(Your task)
Copy every item below word for word, leaving out the pictures.

--------------------------------

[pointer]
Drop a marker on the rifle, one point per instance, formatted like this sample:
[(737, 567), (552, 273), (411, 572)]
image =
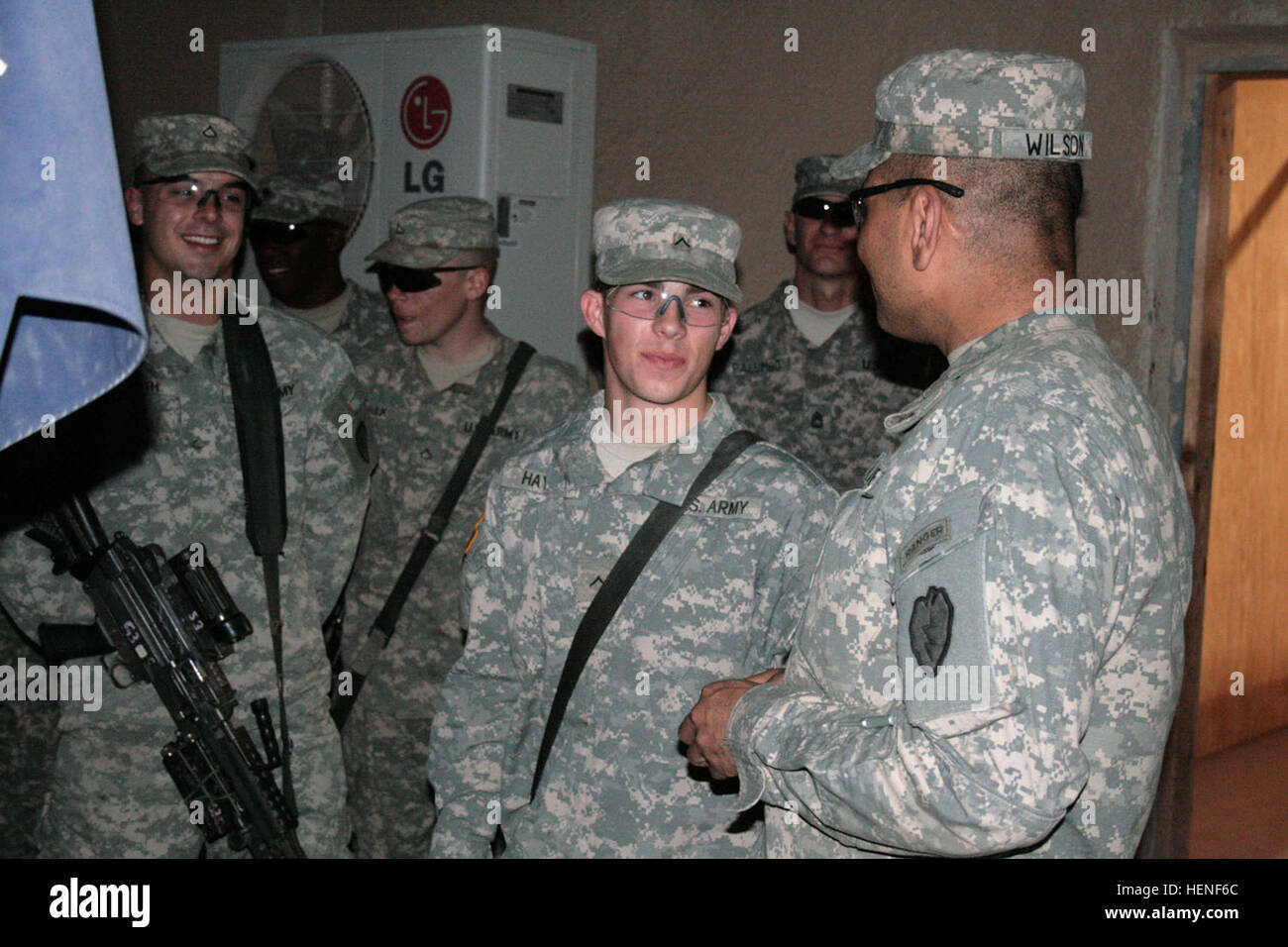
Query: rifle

--------------------------------

(Answer to the task)
[pointer]
Drop a marker on the rifle, one point per instance, formatted like this sample:
[(737, 567), (552, 273), (411, 572)]
image =
Query: rifle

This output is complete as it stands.